— Directions for this task —
Copy the stretch from the line containing "Return the outline of every instance of the charred" through the line containing "M 195 263 L", reproducing each line character for character.

— Supplied information —
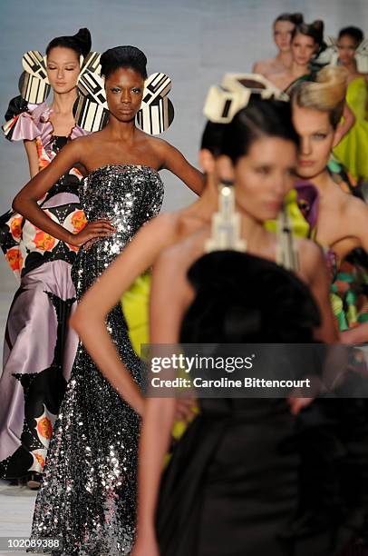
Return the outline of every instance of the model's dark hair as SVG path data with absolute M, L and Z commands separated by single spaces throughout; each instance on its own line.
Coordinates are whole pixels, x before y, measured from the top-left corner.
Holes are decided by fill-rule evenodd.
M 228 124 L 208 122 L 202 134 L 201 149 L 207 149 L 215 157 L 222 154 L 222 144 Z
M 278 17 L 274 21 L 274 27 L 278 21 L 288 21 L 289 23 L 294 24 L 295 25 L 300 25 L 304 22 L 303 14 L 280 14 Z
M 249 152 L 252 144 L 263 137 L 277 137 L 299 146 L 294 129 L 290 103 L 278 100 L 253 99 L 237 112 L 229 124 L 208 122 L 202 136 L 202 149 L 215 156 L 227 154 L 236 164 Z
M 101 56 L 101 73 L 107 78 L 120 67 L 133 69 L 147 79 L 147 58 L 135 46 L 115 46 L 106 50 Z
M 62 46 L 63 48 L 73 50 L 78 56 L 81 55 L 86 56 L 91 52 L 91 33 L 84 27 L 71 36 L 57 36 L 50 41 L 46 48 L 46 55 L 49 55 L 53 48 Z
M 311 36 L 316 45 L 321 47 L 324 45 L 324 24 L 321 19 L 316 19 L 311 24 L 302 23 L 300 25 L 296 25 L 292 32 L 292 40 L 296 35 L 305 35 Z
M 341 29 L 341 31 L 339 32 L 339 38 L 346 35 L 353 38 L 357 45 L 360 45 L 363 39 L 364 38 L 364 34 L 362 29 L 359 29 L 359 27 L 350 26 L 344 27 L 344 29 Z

---

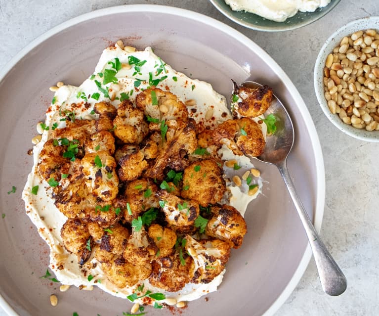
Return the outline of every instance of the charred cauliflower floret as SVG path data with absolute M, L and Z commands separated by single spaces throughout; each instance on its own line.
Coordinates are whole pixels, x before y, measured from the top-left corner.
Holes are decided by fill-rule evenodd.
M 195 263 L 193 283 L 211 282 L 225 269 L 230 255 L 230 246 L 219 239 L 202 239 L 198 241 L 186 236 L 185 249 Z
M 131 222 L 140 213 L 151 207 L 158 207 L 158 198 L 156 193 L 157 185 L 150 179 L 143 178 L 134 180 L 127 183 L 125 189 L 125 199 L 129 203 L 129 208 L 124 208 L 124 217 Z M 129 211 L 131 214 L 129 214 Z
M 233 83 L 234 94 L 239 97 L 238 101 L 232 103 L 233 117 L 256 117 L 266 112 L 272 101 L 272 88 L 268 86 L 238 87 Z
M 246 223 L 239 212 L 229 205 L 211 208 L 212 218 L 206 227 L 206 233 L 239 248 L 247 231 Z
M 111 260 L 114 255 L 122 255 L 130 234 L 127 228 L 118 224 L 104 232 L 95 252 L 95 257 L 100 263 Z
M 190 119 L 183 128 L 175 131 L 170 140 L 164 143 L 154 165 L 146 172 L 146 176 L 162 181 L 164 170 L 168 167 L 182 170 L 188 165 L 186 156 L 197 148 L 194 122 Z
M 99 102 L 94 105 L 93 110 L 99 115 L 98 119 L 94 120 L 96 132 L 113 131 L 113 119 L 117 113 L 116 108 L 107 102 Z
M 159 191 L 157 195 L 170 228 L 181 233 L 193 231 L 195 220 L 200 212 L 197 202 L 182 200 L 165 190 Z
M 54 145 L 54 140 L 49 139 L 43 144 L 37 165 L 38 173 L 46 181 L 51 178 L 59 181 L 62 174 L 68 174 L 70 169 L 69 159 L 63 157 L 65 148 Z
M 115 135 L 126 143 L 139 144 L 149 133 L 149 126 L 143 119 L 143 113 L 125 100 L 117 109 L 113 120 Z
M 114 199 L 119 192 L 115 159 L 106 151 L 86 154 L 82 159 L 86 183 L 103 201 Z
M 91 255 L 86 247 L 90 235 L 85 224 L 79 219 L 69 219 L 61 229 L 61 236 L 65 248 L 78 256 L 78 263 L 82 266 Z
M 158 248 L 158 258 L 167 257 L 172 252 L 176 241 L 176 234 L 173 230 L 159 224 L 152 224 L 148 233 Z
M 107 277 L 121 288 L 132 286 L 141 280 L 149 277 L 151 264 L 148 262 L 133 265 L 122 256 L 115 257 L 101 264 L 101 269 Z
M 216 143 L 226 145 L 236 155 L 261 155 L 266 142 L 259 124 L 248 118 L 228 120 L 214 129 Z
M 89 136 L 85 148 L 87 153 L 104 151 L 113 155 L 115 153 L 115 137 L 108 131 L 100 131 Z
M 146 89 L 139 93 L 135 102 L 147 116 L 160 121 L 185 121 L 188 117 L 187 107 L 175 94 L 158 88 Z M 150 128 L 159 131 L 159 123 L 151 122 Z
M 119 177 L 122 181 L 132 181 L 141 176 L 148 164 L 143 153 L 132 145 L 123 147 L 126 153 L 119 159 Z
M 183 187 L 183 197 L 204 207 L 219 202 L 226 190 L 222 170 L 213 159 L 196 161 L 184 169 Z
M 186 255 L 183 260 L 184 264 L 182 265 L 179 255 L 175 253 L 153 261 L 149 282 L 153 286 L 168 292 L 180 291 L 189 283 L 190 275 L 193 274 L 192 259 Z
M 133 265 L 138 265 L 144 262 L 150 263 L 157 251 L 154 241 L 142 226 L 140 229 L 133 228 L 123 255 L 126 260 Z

---

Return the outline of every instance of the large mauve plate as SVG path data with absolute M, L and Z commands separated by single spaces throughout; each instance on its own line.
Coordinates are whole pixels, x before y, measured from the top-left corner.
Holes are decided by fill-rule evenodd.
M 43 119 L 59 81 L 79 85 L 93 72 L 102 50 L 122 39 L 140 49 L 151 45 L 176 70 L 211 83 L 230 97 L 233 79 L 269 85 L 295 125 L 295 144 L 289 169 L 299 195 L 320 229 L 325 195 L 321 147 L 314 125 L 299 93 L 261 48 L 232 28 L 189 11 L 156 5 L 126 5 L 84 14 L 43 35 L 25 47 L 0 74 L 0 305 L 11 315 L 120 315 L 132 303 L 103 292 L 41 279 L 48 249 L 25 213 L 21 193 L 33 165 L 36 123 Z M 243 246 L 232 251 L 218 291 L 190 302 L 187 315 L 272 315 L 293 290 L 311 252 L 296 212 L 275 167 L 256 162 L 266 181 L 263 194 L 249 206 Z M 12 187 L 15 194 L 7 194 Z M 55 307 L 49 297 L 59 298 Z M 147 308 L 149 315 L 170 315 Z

— Correct response —
Return the outline of every instance of the charred cauliflower floret as SVG path data with absolute M, L and Z commands separated by single spaces throughout; each instance on its own line.
Coordinates are whole pixels, x before y, measured from the top-left corner.
Holes are decided by fill-rule evenodd.
M 195 263 L 193 283 L 211 282 L 225 269 L 230 255 L 230 246 L 219 239 L 202 239 L 198 241 L 186 236 L 185 249 Z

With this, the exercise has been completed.